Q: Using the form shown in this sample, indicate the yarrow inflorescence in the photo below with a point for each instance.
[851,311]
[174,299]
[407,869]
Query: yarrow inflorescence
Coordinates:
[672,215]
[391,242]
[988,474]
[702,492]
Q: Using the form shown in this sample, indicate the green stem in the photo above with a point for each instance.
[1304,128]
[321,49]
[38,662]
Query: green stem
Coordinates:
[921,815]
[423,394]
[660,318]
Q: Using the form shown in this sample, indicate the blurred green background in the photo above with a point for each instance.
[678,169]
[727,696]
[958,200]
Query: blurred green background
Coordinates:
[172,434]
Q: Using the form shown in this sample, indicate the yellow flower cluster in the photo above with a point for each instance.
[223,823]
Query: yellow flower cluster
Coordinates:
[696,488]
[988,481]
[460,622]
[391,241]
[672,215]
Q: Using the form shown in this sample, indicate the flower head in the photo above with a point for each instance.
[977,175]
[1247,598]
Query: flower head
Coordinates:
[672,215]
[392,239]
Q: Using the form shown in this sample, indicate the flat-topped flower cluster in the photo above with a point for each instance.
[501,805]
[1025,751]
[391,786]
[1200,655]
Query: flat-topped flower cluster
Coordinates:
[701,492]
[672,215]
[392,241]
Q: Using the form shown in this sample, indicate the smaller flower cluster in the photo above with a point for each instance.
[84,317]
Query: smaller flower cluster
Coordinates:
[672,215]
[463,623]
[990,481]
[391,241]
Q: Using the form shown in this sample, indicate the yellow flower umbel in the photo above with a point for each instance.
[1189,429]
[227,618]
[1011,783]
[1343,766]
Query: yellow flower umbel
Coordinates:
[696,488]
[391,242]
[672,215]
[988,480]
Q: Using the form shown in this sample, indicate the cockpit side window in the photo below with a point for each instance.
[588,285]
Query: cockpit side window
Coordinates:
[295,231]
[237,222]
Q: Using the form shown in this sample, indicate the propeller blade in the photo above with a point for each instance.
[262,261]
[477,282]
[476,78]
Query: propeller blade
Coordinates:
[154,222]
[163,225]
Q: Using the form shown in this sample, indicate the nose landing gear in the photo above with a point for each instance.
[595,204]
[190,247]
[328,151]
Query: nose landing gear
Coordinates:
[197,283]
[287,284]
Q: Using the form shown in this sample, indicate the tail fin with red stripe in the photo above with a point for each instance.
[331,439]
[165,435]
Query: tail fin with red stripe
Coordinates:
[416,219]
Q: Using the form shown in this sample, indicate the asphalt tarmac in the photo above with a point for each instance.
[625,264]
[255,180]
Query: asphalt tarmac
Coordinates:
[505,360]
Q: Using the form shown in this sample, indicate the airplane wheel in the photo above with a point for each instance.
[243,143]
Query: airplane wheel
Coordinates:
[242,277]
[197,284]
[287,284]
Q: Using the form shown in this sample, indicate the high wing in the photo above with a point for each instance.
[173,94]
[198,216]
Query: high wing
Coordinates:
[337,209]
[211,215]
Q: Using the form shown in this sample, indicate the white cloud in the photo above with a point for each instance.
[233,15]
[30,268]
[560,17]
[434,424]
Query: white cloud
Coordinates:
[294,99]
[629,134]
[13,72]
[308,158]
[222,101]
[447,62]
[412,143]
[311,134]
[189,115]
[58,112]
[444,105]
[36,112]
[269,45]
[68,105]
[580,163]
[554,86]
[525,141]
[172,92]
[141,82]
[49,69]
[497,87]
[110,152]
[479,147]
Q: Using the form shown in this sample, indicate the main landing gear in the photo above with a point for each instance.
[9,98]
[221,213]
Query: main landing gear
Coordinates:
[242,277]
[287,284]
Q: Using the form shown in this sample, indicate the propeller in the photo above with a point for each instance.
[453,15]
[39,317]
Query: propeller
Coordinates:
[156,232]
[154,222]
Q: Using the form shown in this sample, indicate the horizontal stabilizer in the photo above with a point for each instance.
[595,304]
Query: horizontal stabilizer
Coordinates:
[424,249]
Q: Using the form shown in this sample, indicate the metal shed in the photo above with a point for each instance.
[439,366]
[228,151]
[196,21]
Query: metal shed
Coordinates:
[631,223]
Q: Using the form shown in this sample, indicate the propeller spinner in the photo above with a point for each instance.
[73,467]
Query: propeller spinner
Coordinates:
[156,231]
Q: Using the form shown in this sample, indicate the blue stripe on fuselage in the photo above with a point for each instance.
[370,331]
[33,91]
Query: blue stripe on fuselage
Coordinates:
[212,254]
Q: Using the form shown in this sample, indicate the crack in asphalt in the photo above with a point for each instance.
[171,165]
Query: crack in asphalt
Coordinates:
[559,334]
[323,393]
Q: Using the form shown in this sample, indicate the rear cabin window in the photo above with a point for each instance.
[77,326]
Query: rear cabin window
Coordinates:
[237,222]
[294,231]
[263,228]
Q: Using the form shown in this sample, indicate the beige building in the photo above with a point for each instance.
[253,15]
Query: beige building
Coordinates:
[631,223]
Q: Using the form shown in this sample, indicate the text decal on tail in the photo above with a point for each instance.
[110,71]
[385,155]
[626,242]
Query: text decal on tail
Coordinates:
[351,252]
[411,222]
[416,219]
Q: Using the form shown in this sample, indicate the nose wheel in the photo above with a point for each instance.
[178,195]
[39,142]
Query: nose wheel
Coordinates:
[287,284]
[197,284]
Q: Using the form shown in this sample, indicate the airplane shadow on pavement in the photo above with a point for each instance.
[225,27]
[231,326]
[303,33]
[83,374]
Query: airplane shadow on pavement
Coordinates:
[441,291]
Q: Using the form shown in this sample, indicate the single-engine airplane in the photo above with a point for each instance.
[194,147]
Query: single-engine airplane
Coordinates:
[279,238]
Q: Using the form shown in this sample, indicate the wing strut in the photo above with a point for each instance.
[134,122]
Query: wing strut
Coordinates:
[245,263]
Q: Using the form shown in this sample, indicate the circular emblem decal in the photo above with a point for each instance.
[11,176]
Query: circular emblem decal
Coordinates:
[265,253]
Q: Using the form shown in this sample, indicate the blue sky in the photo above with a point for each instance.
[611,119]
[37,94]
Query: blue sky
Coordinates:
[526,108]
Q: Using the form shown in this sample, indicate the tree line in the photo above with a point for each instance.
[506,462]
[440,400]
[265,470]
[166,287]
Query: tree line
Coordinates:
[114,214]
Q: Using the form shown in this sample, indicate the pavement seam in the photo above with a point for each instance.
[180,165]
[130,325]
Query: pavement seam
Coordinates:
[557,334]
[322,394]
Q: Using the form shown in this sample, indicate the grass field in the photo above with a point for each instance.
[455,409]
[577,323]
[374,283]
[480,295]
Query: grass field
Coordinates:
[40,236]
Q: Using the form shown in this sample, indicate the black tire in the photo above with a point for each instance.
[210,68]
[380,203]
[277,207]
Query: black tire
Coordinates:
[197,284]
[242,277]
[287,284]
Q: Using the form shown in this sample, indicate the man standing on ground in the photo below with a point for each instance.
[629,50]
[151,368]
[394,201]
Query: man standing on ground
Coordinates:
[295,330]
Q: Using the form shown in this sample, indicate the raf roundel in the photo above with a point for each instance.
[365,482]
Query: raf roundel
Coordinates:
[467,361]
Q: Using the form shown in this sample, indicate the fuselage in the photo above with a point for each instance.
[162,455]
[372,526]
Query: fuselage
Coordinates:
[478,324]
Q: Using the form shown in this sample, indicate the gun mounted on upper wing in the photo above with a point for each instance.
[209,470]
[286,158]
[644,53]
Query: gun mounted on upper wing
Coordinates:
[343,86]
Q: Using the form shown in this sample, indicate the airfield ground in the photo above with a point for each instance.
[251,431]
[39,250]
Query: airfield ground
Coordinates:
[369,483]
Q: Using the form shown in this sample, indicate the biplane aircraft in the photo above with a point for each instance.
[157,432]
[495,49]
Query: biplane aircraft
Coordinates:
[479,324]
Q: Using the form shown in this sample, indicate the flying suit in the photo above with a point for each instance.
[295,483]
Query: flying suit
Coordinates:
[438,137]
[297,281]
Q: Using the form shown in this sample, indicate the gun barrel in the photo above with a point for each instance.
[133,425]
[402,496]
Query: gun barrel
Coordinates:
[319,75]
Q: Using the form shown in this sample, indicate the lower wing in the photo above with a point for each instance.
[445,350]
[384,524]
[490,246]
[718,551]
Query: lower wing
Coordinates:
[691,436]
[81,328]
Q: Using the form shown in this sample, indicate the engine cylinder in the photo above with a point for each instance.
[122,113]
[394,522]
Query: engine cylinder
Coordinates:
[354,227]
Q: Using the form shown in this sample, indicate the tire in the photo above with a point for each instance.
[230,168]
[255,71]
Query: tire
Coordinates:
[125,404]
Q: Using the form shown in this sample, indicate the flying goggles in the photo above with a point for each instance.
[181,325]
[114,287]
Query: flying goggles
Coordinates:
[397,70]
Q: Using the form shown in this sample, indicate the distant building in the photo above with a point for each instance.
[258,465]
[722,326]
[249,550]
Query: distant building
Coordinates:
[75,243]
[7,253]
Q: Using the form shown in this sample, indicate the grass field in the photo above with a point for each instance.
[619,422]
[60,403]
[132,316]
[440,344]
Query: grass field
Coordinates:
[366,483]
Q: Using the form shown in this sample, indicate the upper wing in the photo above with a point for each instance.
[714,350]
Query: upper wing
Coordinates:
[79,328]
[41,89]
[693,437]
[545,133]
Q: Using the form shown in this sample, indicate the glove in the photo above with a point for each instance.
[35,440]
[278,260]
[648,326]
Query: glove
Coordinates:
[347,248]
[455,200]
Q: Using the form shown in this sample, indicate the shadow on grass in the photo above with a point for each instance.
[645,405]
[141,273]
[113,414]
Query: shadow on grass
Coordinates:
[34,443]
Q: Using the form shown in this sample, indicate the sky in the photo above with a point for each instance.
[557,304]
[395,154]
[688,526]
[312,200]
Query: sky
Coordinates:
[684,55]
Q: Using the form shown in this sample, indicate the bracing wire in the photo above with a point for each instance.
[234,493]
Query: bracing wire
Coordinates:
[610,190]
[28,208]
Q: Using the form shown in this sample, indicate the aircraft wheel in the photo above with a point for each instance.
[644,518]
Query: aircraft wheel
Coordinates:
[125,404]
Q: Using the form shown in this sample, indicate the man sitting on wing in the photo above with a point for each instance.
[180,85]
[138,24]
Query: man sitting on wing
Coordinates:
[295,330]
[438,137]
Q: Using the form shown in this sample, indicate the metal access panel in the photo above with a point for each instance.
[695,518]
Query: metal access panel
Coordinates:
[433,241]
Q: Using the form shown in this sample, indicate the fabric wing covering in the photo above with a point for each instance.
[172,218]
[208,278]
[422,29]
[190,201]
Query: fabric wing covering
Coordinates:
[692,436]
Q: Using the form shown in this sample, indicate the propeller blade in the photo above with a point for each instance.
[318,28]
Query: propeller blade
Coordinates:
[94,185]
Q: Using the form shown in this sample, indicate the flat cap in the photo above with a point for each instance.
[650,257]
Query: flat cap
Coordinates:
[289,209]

•••

Return the lines beginning at the one that contains "Q: Using the form shown in this sample, indicate the upper" and continuing through the last line of the data, exactly as they stand and without any others.

### Finished exercise
Q: Using the form shown in this sample, indicate the upper wing in the photo above with a point for each instance.
[714,350]
Query: upper wing
Coordinates:
[79,328]
[41,89]
[693,437]
[545,133]
Q: Using the form shown in this sample, indicate the glove in the photo above with a point for each instance.
[35,440]
[278,260]
[648,326]
Query: glove
Coordinates:
[347,248]
[455,200]
Q: Using the form shown in this sample, indicate the shadow on grass in the photo above with a point for each instance.
[645,405]
[141,273]
[113,414]
Query: shadow on grass
Coordinates:
[34,443]
Q: Using the form shown in this sample, indicate the sky in the photo above with a point for each instance.
[557,304]
[395,154]
[688,526]
[312,200]
Query: sky
Coordinates:
[684,55]
Q: Using the form shown in this sample, indicate the bracing wire in the photo above with a point for each instance.
[234,493]
Query: bracing wire
Coordinates:
[610,190]
[28,208]
Q: Using the form shown in this sample, indicate the aircraft wheel in the photo above with a point for each instance.
[644,518]
Query: aircraft wheel
Coordinates:
[125,404]
Q: Using the form shown in this sample, indicate the man sitting on wing in the photo above with a point for each instance.
[180,85]
[138,24]
Query: man sitting on wing
Coordinates:
[295,330]
[438,137]
Q: Using the form shown in this sample, indicate the metal access panel in the photo above with a point for each instance.
[695,518]
Query: metal access panel
Coordinates:
[433,241]
Q: Using the form shown in this sample, indicate the fabric wing covering in the photo above with a point for each instance.
[172,218]
[208,278]
[422,29]
[190,201]
Query: fabric wing covering
Coordinates:
[692,436]
Q: Using the form shown in this sample, indicate the propeller blade in the photo above with a point for each instance.
[318,28]
Query: propeller blade
Coordinates:
[94,185]
Q: Using the form shown in this sample, indicate the flat cap in the photo above with a point for each instance.
[650,257]
Query: flat cap
Coordinates:
[289,209]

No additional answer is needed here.